About this task:
Reproduce verbatim the portion of the excerpt on validating analytical procedures from "Repeatability expresses the" to "instrumental analysis step.".

Document segment:
· · ·

Table 1.1 Results obtained for the analysis of paracetamol tablets by four analysts

Validation of analytical procedures

The International Conference on Harmonisation (ICH) has adopted the following terms for defining how the quality of an assay is controlled.

Repeatability

Repeatability expresses the precision obtained under the same operating conditions over a short interval of time. Repeatability can also be termed intra-assay precision. It is likely that the assay would be repeated by the same person using a single instrument. Within repeatability it is convenient to separate the sample preparation method from the instrument performance. Figure 1.3 shows the levels of precision including some of the parameters which govern the system precision of a high-pressure liquid chromatography (HPLC) instrument. It would be expected that the system precision of a well-maintained instrument would be better than the overall repeatibility where sample extraction and dilution steps are prone to greater variation than the instrumental analysis step.

Fig. 1.3 Parameters involved in three levels of precision.

An excellent detailed summary of levels of precision is provided by Ermer. For example Figure 1.4 shows the results obtained from five repeat injections of a mixture of the steroids prednisone (P) and hydrocortisone (H) into a HPLC using a manual loop injector. The mixture was prepared by pipetting 5 ml of a 1 mg/ml stock solution of each steroid into a 100 ml volumetric flask and making up to volume with water.

Fig. 1.4 Repeat injection of a mixture of prednisone (0.05 mg/ml) and hydrocortisone (0.05 mg/ml) into a high-pressure liquid chromatography (HPLC) system.

The precision obtained for the areas of the hydrocortisone peak is ± 0.3%; the injection process in HPLC is generally very precise and one might expect even better precision from an automated injection system, thus this aspect of system precision is working well. The precision obtained for the prednisone peak is ± 0.6%; not quite as good, but this is not to do with the injector but is due to a small impurity peak (I) which runs closely after the prednisone causing some slight variation in the way the prednisone peak is integrated. The integration aspect of the system precision is not working quite as well when challenged with a difficulty in the integration method but the effect is really only minor. For the repeat, analysis is carried out on a subsequent day on a solution freshly prepared by the same method. The injection precision for hydrocortisone was ± 0.2%. The variation for the means of the areas of hydrocortisone peaks obtained on the 2 days was ± 0.8%; this indicates that there was small variation in the sample preparation (repeatability) between the 2 days since the variation in injection precision is ± 0.2%–± 0.3%. Usually it is expected that instrument precision is better than the precision of sample preparation if a robust type of instrument is used in order to carry out the analysis. Table 1.2 shows the results for the repeat absorbance measurement of the same sample with a UV spectrophotometer in comparison with the results obtained from measurement of five samples by a two-stage dilution from a stock solution. In both cases the precision is good but, as would be expected, the better precision is obtained where it is only instrumental precision that is being assessed. Of course instruments can malfunction and produce poor precision, for example a spectrophotometer might be nearing the end of the useful lifetime of its lamp and this would result in poor precision due to unstable readings.

· · ·

Referring expression data based on photos:
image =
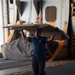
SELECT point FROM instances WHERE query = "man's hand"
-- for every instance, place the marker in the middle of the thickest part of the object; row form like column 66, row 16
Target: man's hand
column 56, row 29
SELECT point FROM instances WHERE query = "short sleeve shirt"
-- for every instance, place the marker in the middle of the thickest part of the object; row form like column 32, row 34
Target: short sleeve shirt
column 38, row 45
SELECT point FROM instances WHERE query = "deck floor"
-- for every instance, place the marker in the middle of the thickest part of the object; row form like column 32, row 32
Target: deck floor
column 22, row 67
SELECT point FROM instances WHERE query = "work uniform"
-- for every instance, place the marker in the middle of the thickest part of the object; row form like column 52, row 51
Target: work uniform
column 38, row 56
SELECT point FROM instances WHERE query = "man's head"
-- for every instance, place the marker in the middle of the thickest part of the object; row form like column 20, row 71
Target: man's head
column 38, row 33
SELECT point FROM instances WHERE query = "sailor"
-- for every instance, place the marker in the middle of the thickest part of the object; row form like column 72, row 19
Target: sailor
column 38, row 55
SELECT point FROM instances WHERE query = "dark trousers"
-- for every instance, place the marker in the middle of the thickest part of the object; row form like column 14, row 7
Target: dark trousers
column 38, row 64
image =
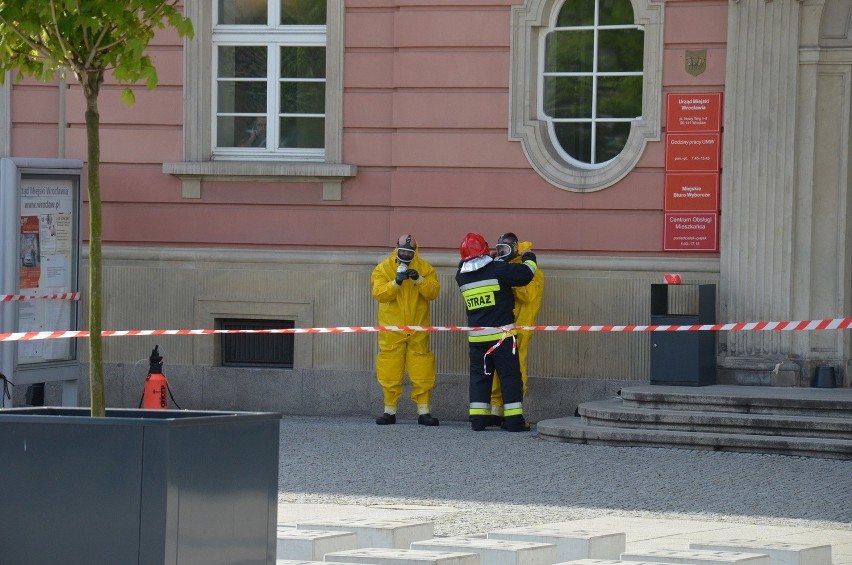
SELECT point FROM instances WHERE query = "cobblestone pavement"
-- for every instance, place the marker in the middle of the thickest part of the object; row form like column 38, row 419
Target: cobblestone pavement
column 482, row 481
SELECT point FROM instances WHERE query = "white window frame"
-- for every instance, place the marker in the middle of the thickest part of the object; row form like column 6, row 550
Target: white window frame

· · ·

Solved problem:
Repeatability expresses the precision obtained under the same operating conditions over a short interval of time. Repeatability can also be termed intra-assay precision. It is likely that the assay would be repeated by the same person using a single instrument. Within repeatability it is convenient to separate the sample preparation method from the instrument performance. Figure 1.3 shows the levels of precision including some of the parameters which govern the system precision of a high-pressure liquid chromatography (HPLC) instrument. It would be expected that the system precision of a well-maintained instrument would be better than the overall repeatibility where sample extraction and dilution steps are prone to greater variation than the instrumental analysis step.